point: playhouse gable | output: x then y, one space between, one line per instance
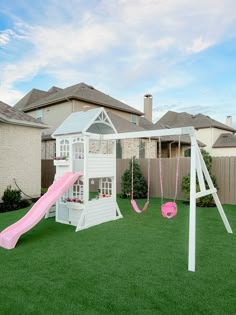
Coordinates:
93 121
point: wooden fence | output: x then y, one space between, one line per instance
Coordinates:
224 168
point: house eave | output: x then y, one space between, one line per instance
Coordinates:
23 123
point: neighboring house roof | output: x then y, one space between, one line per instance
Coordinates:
81 92
11 115
199 121
146 124
123 125
33 96
225 140
95 120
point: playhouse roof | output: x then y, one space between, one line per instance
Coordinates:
95 121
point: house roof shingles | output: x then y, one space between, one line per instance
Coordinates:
225 140
199 121
33 96
11 115
81 92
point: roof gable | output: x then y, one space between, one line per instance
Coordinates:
85 93
199 121
11 115
33 96
94 121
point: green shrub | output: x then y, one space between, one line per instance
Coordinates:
11 197
140 183
205 201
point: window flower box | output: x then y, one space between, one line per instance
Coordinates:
61 162
74 205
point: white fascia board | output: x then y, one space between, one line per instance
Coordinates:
151 133
92 120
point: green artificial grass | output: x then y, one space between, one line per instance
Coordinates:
135 265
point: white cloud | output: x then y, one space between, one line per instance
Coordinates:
199 44
144 36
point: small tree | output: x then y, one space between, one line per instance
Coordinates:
205 201
139 182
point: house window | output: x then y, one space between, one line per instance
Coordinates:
40 114
64 148
134 119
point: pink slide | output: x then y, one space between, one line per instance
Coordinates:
10 236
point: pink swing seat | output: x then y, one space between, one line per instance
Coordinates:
169 209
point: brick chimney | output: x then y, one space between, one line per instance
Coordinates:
148 107
228 121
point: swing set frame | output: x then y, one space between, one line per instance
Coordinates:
198 170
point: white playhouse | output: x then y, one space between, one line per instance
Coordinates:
80 147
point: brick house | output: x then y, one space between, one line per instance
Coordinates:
55 105
20 138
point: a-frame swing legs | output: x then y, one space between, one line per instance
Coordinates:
213 191
198 167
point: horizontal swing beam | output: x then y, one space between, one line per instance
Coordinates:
205 192
150 133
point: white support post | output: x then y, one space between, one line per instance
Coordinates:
214 193
192 210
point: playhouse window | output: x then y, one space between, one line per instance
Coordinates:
64 147
101 146
78 151
78 190
106 186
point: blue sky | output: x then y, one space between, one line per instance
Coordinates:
181 51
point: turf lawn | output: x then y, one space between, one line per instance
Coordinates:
136 265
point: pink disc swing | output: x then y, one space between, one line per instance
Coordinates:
169 209
133 202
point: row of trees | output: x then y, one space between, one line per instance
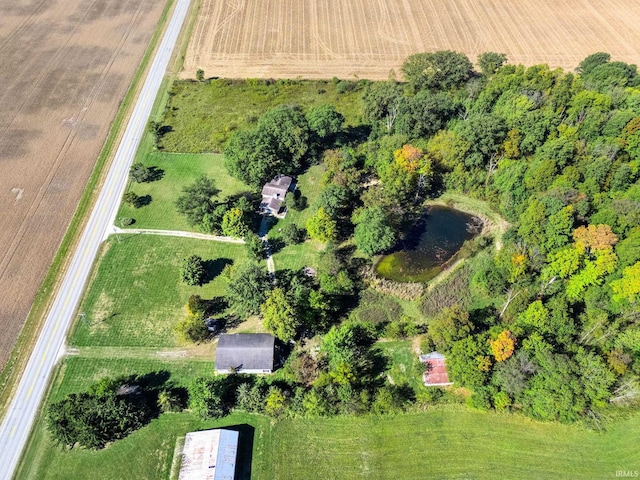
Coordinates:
111 409
549 327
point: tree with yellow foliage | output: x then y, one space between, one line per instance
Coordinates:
503 346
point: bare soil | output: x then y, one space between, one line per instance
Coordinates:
64 69
370 38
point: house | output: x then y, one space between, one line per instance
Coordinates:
245 353
274 193
209 455
436 373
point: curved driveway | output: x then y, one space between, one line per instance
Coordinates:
21 414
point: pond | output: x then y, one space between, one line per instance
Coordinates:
429 244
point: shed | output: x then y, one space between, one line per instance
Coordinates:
245 353
436 374
209 455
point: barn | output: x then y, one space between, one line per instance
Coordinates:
209 455
245 353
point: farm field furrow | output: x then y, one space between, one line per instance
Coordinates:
327 38
64 68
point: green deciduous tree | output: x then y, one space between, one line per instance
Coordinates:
196 200
140 173
321 226
233 223
192 329
247 288
450 325
438 70
280 316
325 120
373 232
99 416
206 397
490 62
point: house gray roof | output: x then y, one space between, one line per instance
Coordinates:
274 192
245 351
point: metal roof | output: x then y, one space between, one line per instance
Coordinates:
209 455
245 352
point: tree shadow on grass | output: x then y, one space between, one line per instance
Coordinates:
213 268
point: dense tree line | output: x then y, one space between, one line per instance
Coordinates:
111 409
546 322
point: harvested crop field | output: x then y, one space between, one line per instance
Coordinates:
64 68
366 39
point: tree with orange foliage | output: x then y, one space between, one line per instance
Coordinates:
503 346
594 237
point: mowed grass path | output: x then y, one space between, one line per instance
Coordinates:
136 296
179 171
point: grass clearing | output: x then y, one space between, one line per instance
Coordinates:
136 296
179 171
402 361
447 442
202 115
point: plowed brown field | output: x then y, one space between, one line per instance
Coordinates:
368 38
64 68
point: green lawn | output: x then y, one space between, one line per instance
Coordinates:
179 171
402 363
136 296
295 257
202 116
448 442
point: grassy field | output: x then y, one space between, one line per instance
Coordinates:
136 295
145 454
179 171
450 442
202 116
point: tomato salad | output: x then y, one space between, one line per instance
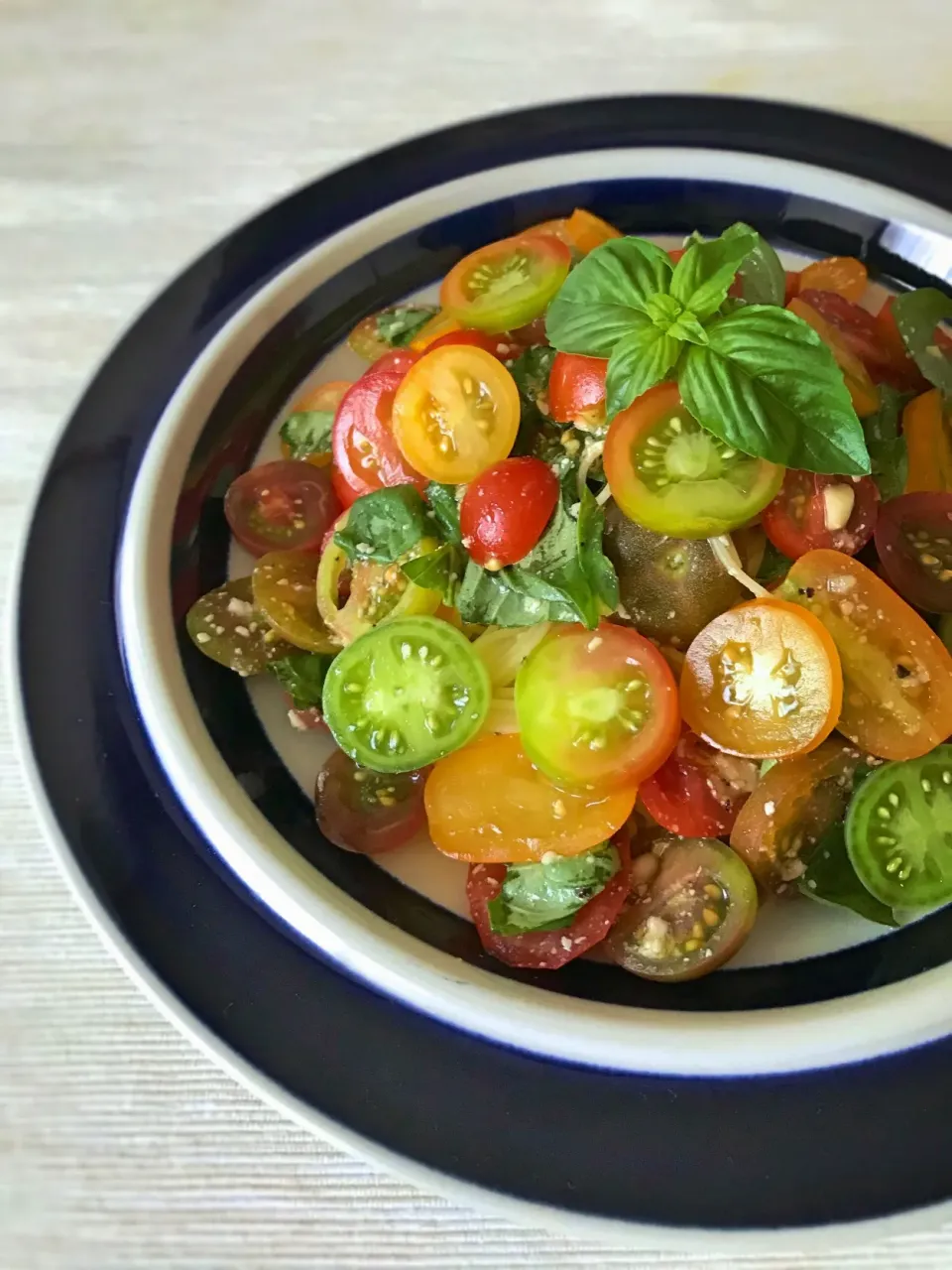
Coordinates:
625 572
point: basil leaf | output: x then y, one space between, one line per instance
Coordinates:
307 432
445 509
705 273
385 525
889 456
639 361
918 314
769 385
400 324
832 879
546 897
601 299
438 571
302 676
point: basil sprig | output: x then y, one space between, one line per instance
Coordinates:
758 377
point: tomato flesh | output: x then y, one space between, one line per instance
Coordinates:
762 683
506 511
489 804
597 708
670 475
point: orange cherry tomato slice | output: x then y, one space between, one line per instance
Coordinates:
489 804
762 681
896 672
456 413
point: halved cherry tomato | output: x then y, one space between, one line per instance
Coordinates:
489 804
506 511
547 951
842 275
897 675
507 284
456 413
762 681
285 504
698 790
914 543
366 454
791 808
929 444
576 389
670 475
368 812
597 708
696 907
814 511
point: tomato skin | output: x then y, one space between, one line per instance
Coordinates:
366 454
544 951
576 388
796 520
506 511
692 797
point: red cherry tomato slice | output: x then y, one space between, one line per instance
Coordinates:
368 812
506 511
286 506
698 792
914 541
576 388
366 454
547 951
812 511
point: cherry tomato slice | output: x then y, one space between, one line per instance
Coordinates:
762 683
698 790
456 413
285 504
366 454
547 951
576 389
507 284
814 511
897 675
367 812
597 708
671 476
489 804
506 511
914 543
789 811
697 906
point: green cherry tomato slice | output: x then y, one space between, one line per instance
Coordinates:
671 476
507 284
597 708
225 625
405 694
898 830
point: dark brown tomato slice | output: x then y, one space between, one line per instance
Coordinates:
914 541
368 812
225 625
547 951
789 811
286 506
670 588
694 905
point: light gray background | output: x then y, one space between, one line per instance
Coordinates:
131 135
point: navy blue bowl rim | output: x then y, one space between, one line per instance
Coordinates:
543 1133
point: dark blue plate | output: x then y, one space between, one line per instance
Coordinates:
815 1150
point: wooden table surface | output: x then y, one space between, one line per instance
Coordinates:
131 135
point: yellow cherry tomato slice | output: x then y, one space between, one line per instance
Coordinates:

##########

Once the pictures are removed, copy the material above exactly.

point: playhouse gable | output: x then y, one space between, one line per instance
Coordinates:
93 121
point: wooden fence | output: x then y, one space between, one line per instance
Coordinates:
224 168
point: house eave | output: x then y, one space between, one line per instance
Coordinates:
23 123
point: neighboring house roof | output: x then y, one space between, one line per instance
Coordinates:
81 92
11 115
199 121
146 124
123 125
33 96
225 140
95 120
point: playhouse roof | output: x then y, one space between, one line per instance
Coordinates:
95 121
point: house roof shingles | output: x then y, one space between, one line per instance
Coordinates:
225 140
199 121
33 96
11 115
81 92
point: roof gable | output: x then y, one space between, one line per instance
Coordinates:
85 93
199 121
11 115
33 96
94 121
point: green shrub | output: x then y, one space between, one line per instance
Coordinates:
11 197
140 183
205 201
point: window flower box | output: x then y, one space between, one line per instance
Coordinates:
61 162
74 205
point: white fascia board | output: x then y, one space between, one line per instance
Coordinates:
151 133
92 120
point: green artificial grass | output: x then y, one space between, one line per instance
Coordinates:
135 265
point: white cloud | output: x then y, one space between, one line per instance
Coordinates:
199 44
144 36
point: small tree | output: x then y, one space between, one line per instance
Coordinates:
205 201
139 182
point: house window | output: x then y, one space between, one line per instance
Coordinates:
40 114
64 148
134 119
point: pink slide | output: x then y, one space between, one line per instance
Coordinates:
10 236
point: pink swing seat | output: x then y, one space between, one line per instance
Coordinates:
169 209
point: brick chimney | output: x then y, one space between, one line per instance
Coordinates:
148 107
228 121
point: swing set frame | output: x then y, one space between, one line per instance
Coordinates:
198 170
point: white playhouse | output: x then y, one space between, one line per instance
Coordinates:
80 147
point: brick house | output: x then y, one space between, one line per instance
Coordinates:
55 105
20 138
point: a-frame swing legs | output: x then y, one space between, one line per instance
Coordinates:
213 191
198 167
point: horizontal swing beam | output: x then y, one space between, one line per instance
Coordinates:
205 192
150 133
point: white support post | output: x then y, one space between, one line per instance
Coordinates:
214 193
192 210
point: playhouse window | output: x then y, one space between, one line per instance
Coordinates:
64 147
101 146
78 151
78 190
106 186
point: blue sky | output: x then y, one space between, one line per instance
Coordinates:
181 51
point: turf lawn | output: x then y, one space between, one line per instance
Coordinates:
136 265
point: pink disc swing | output: x then y, one space between, one line per instance
Coordinates:
169 209
133 202
point: row of trees | output: x then y, one space between, one line per instance
Coordinates:
111 409
549 327
point: tree with yellow foliage | output: x then y, one space between, one line per instance
Coordinates:
503 346
point: bare soil | output: x then y, one space between, one line per instance
Coordinates:
64 69
370 38
point: house | output: x then y, one space between, one line per instance
Coordinates:
245 353
274 193
209 455
436 373
point: curved driveway | output: x then y, one space between, one line per instance
Coordinates:
21 414
point: pond | output: x then y, one space between, one line per instance
Coordinates:
429 244
point: shed | output: x then y, one space between, one line per instance
Coordinates:
245 353
436 374
209 455
point: barn | output: x then y, one space between, one line per instance
Coordinates:
209 455
245 353
point: farm field furrow | output: x then y, one space between, one line per instance
Coordinates:
327 38
64 68
point: green deciduous tree | output: x then y, one space between, one line per instance
Coordinates:
196 200
140 173
321 226
233 223
192 329
247 288
450 325
438 70
280 316
325 120
373 232
99 416
206 397
490 62
point: house gray roof | output: x then y, one space between, one line per instance
Coordinates:
274 192
245 351
point: metal roof | output: x then y, one space between, one line per instance
Coordinates:
209 455
245 352
point: tree shadow on grass | output: x then y, one space between, one line per instance
Coordinates:
213 268
point: dense tree line | output: x then y, one space between, one line per instance
Coordinates:
111 409
546 322
point: harvested crop field | output: x then y, one space between, one line per instance
Coordinates:
64 68
366 39
point: tree with orange foliage | output: x then y, one space between, one line per instance
Coordinates:
503 346
594 237
point: mowed grass path | output: x then y, one space between, one line per instance
Coordinates:
136 296
179 171
point: grass clearing | output: x then y, one space between, one line per instance
Coordinates:
136 296
179 171
402 361
447 442
202 115
point: plowed brown field | output: x then y, one space between, one line per instance
Coordinates:
368 38
64 68
point: green lawn | output: x then y, one space between, one line per instance
Coordinates:
179 171
402 363
136 296
295 257
202 116
448 442
point: grassy field | output: x then y, one space between, one line per instance
Coordinates:
136 295
145 454
179 171
450 442
202 116
point: tomato salad | output: x then y, one space between, one line per instance
Coordinates:
625 572
point: basil leaf | output: x then y, one space between, one line per instance
Coordinates:
307 432
445 509
705 273
385 525
889 456
639 361
918 314
769 385
400 324
832 879
546 897
601 299
438 571
302 676
point: basil sprig | output: x then y, one space between, one line per instance
Coordinates:
758 377
point: tomato flesh | output: x then y, one space between, one line per instance
Coordinates:
762 683
506 511
489 804
597 708
670 475
point: orange cherry tomato slice | output: x then y, one space between, one line per instance
Coordinates:
489 804
762 681
896 672
456 413
point: halved cherry tomato | output: x then y, one space between, one line per instance
Coordinates:
489 804
506 511
547 951
842 275
897 675
507 284
456 413
762 681
285 504
698 790
914 543
366 454
791 808
929 444
576 389
670 475
368 812
597 708
696 907
814 511
point: tomato skin | output: x then y, one space between, one line per instance
Coordinates:
366 454
544 951
576 388
796 520
506 511
692 797
point: red cherry tomato slice | output: x then y, one space between, one line per instance
Coordinates:
368 812
506 511
286 506
698 792
914 541
576 388
366 454
547 951
812 511
point: cherry tomato slice | output: x then y, one space between, one line per instance
Coordinates:
762 683
698 790
456 413
285 504
366 454
547 951
576 389
507 284
814 511
897 675
367 812
597 708
671 476
489 804
506 511
914 543
789 811
697 906
point: green cherry tomato slice | output: x then y, one space between, one line per instance
Coordinates:
671 476
507 284
597 708
225 625
405 694
898 830
point: dark brown tomato slice | output: x then y, one space between, one line per instance
Coordinates:
914 541
368 812
225 625
547 951
789 811
286 506
670 588
694 905
point: light gray background | output: x then y, one space between, one line per instance
Coordinates:
131 135
point: navy blue bowl rim | output: x then y, one space between, one line per instance
Coordinates:
543 1133
point: dark blue plate | output: x then y, one space between, one line per instance
Coordinates:
815 1150
point: wooden table surface | output: x then y, one space between, one line per instance
Coordinates:
131 135
point: yellow cherry tomato slice | output: x then y, one space between, one line per instance
Coordinates:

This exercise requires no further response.